▶ [OBJECTIVE]:
Render the material as a Markdown table with the columns No. and Line, giving each line its own numbered row and skipping blank lines. Begin at the line that contains "Guideline: for each instance of the stainless" and stop after the line that contains "column 593, row 378".

※ ※ ※

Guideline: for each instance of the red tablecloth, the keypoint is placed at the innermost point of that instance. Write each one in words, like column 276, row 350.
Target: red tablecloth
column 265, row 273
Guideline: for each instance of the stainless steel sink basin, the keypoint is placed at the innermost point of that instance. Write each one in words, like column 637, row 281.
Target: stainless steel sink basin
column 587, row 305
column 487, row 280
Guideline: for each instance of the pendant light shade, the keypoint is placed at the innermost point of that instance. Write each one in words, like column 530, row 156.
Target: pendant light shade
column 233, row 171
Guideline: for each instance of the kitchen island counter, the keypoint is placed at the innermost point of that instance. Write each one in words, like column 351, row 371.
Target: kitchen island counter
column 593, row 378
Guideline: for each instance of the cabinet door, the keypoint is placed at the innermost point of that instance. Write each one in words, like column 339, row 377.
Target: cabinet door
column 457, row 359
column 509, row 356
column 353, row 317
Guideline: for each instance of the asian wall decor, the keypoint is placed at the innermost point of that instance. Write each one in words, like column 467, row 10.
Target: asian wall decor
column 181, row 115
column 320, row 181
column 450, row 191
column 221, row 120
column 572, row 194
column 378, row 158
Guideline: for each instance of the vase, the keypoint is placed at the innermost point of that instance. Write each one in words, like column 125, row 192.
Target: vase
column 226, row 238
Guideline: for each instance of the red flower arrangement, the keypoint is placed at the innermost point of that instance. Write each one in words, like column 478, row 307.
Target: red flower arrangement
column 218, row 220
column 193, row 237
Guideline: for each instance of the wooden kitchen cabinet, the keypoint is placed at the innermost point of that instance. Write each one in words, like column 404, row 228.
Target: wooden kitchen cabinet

※ ※ ※

▶ [SOLUTION TO THE EXERCISE]:
| No. | Line |
|---|---|
| 1 | Guideline: for each instance of the stainless steel sink basin, the keypoint is placed at the innermost point of that instance. Write each one in words, like column 637, row 281. |
| 2 | Target: stainless steel sink basin |
| 3 | column 587, row 305 |
| 4 | column 487, row 280 |
| 5 | Guideline: for each instance of the pendant light shade, the keypoint is placed at the innermost point of that instance. Write each one in words, like column 530, row 156. |
| 6 | Target: pendant light shade |
| 7 | column 233, row 171 |
| 8 | Guideline: for each instance of the kitchen island counter, the keypoint is placed at the innermost point of that instance. Write each one in words, like column 351, row 371. |
| 9 | Target: kitchen island counter |
| 10 | column 593, row 378 |